### What you are asked to do:
The entries that follow should be written out exactly.
╔══
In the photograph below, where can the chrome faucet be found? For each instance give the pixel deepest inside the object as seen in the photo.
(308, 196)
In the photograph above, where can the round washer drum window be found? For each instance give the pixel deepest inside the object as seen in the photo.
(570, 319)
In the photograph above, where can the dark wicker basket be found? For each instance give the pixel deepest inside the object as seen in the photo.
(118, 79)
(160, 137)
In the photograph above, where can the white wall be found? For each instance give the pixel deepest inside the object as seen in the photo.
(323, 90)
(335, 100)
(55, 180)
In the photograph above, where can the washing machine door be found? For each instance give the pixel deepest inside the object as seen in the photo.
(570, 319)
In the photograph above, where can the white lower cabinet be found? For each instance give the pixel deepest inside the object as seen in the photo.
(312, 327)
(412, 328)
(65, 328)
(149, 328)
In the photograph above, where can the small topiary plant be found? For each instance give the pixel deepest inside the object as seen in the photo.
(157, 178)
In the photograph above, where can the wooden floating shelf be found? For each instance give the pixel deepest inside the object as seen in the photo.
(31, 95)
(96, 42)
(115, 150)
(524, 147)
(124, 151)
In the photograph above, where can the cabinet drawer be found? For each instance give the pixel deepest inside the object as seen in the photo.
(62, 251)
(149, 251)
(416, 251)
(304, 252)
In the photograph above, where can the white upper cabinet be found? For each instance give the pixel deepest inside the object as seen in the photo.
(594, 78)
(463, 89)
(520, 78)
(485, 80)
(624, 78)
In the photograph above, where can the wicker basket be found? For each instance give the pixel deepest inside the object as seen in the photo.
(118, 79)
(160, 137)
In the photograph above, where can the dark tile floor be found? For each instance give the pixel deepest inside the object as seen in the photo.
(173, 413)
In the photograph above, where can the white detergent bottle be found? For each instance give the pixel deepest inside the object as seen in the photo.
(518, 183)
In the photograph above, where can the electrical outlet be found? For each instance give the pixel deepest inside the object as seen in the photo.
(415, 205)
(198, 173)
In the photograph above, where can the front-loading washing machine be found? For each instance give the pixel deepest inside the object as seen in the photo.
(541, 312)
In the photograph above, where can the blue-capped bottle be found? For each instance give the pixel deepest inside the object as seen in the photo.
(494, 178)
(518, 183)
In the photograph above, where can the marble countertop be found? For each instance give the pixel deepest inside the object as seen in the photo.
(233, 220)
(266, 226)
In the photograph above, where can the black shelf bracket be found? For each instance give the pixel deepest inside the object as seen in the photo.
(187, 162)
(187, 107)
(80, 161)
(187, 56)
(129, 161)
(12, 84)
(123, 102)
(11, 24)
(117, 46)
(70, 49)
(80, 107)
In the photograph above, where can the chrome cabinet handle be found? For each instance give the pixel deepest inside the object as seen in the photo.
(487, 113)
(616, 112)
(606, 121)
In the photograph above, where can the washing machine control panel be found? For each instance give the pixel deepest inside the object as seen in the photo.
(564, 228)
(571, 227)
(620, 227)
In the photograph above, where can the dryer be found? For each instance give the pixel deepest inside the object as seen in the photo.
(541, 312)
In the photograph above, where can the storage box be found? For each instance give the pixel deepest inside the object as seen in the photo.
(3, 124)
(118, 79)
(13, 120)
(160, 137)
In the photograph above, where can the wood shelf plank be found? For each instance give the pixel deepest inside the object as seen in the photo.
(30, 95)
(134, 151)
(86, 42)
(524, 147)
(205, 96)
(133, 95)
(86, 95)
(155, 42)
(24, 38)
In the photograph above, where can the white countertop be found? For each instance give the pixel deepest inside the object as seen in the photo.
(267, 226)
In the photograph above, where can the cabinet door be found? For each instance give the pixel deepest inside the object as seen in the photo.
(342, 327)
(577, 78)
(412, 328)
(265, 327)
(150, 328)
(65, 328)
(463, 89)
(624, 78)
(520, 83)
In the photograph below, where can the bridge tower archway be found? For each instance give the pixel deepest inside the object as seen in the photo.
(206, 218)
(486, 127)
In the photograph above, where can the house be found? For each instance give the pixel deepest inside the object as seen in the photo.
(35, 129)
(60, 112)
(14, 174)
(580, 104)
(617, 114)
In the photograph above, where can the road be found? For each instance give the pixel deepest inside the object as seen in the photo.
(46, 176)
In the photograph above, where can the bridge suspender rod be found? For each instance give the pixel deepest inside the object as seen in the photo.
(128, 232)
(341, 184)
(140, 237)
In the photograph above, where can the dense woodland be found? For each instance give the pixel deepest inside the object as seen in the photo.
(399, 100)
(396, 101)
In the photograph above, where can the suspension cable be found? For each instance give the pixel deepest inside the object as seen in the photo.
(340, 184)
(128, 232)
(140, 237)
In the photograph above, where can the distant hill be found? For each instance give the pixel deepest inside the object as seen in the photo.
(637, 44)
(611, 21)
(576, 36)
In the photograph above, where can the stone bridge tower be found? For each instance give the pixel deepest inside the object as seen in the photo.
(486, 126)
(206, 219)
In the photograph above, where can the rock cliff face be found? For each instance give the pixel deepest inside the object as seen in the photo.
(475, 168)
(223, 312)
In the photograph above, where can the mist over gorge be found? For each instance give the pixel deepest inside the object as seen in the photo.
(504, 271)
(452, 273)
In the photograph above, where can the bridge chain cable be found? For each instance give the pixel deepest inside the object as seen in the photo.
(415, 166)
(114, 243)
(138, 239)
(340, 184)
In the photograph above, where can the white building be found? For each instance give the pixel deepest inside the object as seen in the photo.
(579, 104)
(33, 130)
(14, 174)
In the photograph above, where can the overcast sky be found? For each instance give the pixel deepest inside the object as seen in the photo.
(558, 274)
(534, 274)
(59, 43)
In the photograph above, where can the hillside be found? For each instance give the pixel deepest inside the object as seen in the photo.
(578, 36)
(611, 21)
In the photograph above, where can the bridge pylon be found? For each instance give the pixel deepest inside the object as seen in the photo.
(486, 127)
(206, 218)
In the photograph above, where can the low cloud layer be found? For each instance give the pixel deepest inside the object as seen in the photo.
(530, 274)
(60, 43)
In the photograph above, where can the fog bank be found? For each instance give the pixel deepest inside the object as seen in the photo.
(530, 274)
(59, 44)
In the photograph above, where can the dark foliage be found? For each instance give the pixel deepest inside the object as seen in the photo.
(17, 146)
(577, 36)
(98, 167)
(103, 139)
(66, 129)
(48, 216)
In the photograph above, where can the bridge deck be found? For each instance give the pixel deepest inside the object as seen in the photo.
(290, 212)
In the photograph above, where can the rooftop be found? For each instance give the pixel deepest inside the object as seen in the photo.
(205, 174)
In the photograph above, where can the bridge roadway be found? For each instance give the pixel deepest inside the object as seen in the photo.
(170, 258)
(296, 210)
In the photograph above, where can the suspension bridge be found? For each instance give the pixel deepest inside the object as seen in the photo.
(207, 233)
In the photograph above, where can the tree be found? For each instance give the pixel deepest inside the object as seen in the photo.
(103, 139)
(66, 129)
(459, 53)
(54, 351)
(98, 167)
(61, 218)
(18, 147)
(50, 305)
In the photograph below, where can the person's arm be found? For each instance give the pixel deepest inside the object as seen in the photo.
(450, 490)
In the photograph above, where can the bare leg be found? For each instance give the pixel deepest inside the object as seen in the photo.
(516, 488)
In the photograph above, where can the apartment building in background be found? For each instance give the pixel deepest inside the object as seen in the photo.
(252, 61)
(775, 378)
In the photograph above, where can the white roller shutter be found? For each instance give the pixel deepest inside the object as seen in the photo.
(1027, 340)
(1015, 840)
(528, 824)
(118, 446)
╚══
### Result below:
In the photograph below, where can the chrome faucet be found? For each instance give the pixel deepest inside the object as seen in the photo.
(308, 196)
In the photograph above, where can the round washer drum window be found? For each instance give the pixel deepest inside the object as seen in the photo.
(570, 319)
In the photograph above, where can the dark wicker basket be found? For each instance give the pixel deepest inside the object as seen in the photo.
(118, 79)
(160, 137)
In the photograph above, where can the white wall be found? For each instance give the pixel deepest inside the object as seen in the photo.
(323, 90)
(335, 100)
(55, 180)
In the photograph above, where can the washing machine door be found? For each instance give the pixel deepest inside the object as seen in the photo.
(570, 319)
In the photograph above, where can the white lower cabinet be found? For each instance give the pixel deepest inside the object as seen in the photo.
(312, 327)
(412, 328)
(65, 328)
(149, 328)
In the photograph above, where can the small topiary plant be found? For each instance give the pixel deepest inside the object as seen in the photo.
(157, 178)
In the photograph above, where can the wooden floating shelf be found? For each instance give the pixel deepest inside the object as seen in the photo.
(31, 95)
(96, 42)
(115, 150)
(524, 147)
(124, 151)
In the photograph above, where can the cabinet drawer be found? For each instance give the pixel deepest inside the object as seen in the photo.
(62, 251)
(149, 251)
(416, 251)
(304, 252)
In the photograph above, where can the white upper cabinet be found? For each instance give the pixel deepest inside the object as seen in the photo.
(594, 78)
(463, 89)
(520, 78)
(485, 80)
(624, 78)
In the photograph above, where can the wicker basket be found? For each instance give the pixel deepest inside the object as seen in the photo.
(118, 79)
(160, 137)
In the photograph above, where can the dark tile floor be found? For each instance give the pixel deepest inside the object as seen in the photo.
(173, 413)
In the photograph above, where can the white detergent bottle be found? For each instance give the pixel deepest inside the object as seen in the photo.
(518, 183)
In the photograph above, where can the electrical outlet be found? For each instance give the pixel deepest inside the object as seen in the photo.
(415, 205)
(198, 173)
In the photograph above, where can the front-loading washing machine be found? For each instance give the pixel deepest inside the object as seen in the photo.
(541, 312)
In the photograph above, where can the blue-capped bottle be found? For each instance give the pixel deepest inside the object as seen in the photo.
(494, 178)
(518, 183)
In the photograph above, where can the marble countertop be found? For each instance give the pixel deepest inside the object as seen in the photo.
(233, 220)
(266, 226)
In the photograph above, where can the black shelf bracket be found? For each instance give the pixel deepest inside the object as seen in the photo.
(187, 162)
(187, 107)
(80, 161)
(187, 56)
(129, 161)
(12, 84)
(123, 102)
(11, 24)
(117, 46)
(70, 49)
(80, 107)
In the photograph above, where can the chrome cabinet handle be found? For each instance give the pixel deepest inside the object as seen in the photo.
(487, 113)
(616, 112)
(606, 121)
In the photograph above, where can the washing machine control panel be found? For each instance give the pixel deepest inside the object as seen in the photo.
(564, 228)
(571, 227)
(620, 227)
In the photograph above, where can the dryer be found? For each instance give the pixel deepest inside the object as seen in the photo.
(541, 312)
In the photograph above, where can the storage box be found? For each instance give the pixel deepest inside the object as seen in the photo.
(3, 124)
(118, 79)
(13, 120)
(160, 137)
In the photograph above, where can the wood shelf plank be found? For each instance give the pixel deepest inside the object as seen in the photo.
(30, 95)
(134, 151)
(86, 42)
(524, 147)
(205, 96)
(133, 95)
(86, 95)
(155, 42)
(24, 38)
In the photograph above, where can the white countertop be found? For each instance give the pixel deepest inside the object as seen in the photo.
(267, 226)
In the photograph above, where can the cabinet door be found? For each instance give the pixel deepest inside the object as seen in the photo.
(342, 327)
(577, 78)
(412, 328)
(265, 327)
(150, 328)
(65, 328)
(463, 89)
(624, 78)
(520, 83)
In the photograph below, where can the bridge tower archway be found? For each instance give the pixel deepest inside the object as seen in the photo.
(206, 218)
(486, 127)
In the photograph above, where can the house be found? For each instance give the pixel deepest inside the object as seen in the photo.
(35, 129)
(60, 112)
(14, 174)
(580, 104)
(617, 114)
In the photograph above, where can the road be found? For each instance give the pixel deepest inside the object as seen in the photo.
(46, 176)
In the photograph above, where can the bridge suspender rod be found? For each instance give the pixel deepest inside the object as seen in the photo.
(128, 232)
(341, 184)
(140, 237)
In the photograph above, where can the dense woodland be found? For each instance give the pixel deepest inside the object as seen in the photo.
(399, 100)
(396, 101)
In the photograph above, where can the suspension cable be found? For each instance give the pixel deepest inside the object as seen in the photo.
(340, 184)
(128, 232)
(140, 237)
In the photograph above, where can the distant hill be found? For each instance give the pixel deepest inside the object as seen in the photo.
(637, 44)
(611, 21)
(576, 36)
In the photograph above, where can the stone bridge tower be found? For each instance give the pixel deepest inside the object as seen in the photo.
(486, 126)
(206, 219)
In the photograph above, where can the rock cliff face be found? For each instance give the pixel deepest inside the object as seen in the photo.
(475, 168)
(223, 312)
In the photograph above, where can the mist over gorge be found? For each instance give the pixel deepest inside the object as seen in the photo.
(504, 271)
(452, 273)
In the photograph above, where can the bridge chain cable be found? For each instance give the pixel deepest inside the object as seen in the photo.
(415, 166)
(114, 243)
(138, 239)
(340, 184)
In the photograph above, where can the white building be found? For each instance give the pixel deepest inside the object as seen in the photo.
(579, 104)
(33, 130)
(14, 174)
In the photograph above, where can the overcast sky be found? For each instance give the pixel deepest inside the object as seen in the photo.
(558, 274)
(534, 274)
(59, 43)
In the photograph above, where can the hillside be found? For each instance give the pixel deepest inside the object as seen in the photo.
(578, 36)
(611, 21)
In the photograph above, where can the bridge pylon be found? For each instance give the pixel deepest inside the object as seen in the photo.
(486, 127)
(206, 218)
In the photograph above, where can the low cloud layer be found? For each instance give the pixel deepest inside the object as seen in the photo.
(530, 274)
(60, 43)
In the photograph above, where can the fog bank be found? For each instance give the pixel deepest inside the object as seen in the photo.
(530, 274)
(59, 44)
In the photograph above, where can the dark foliage be found? For each instance give the pixel deepest inside the object as seen in the photo.
(17, 146)
(577, 36)
(98, 167)
(103, 139)
(66, 129)
(48, 216)
In the photograph above, where can the bridge deck be found? For each instance give the pixel deepest inside the object as seen in the photo.
(290, 212)
In the photograph above, where can the rooftop be found? For each instance give the pixel deepest inside the object as seen in the photo.
(205, 174)
In the photograph above, where can the bridge roadway be found? For each instance give the pixel deepest inside the object as seen in the photo.
(170, 258)
(296, 210)
In the photograph above, where can the suspension bridge be found? For each instance give the pixel deepest inside the object as seen in the photo.
(207, 233)
In the photograph above, where can the tree be found? For each instance give the pixel deepest inside the object as seen in the photo.
(103, 139)
(66, 129)
(459, 53)
(54, 351)
(98, 167)
(61, 218)
(18, 147)
(50, 305)
In the photograph below, where can the person's arm be found? For each instance give the pixel deepest inside the object as seen in the photo.
(450, 490)
In the photograph above, where can the bare leg be found? For each instance give the pixel deepest inside the object as seen in the photo.
(516, 488)
In the photograph above, where can the apartment building in background be found? For each instance give the pixel deepest inside the object as seen in the photo.
(252, 61)
(775, 378)
In the photograph above, where can the white roller shutter be found? For each instance give the pixel deepest inside the object as seen in the photo.
(1027, 340)
(1015, 840)
(528, 824)
(118, 446)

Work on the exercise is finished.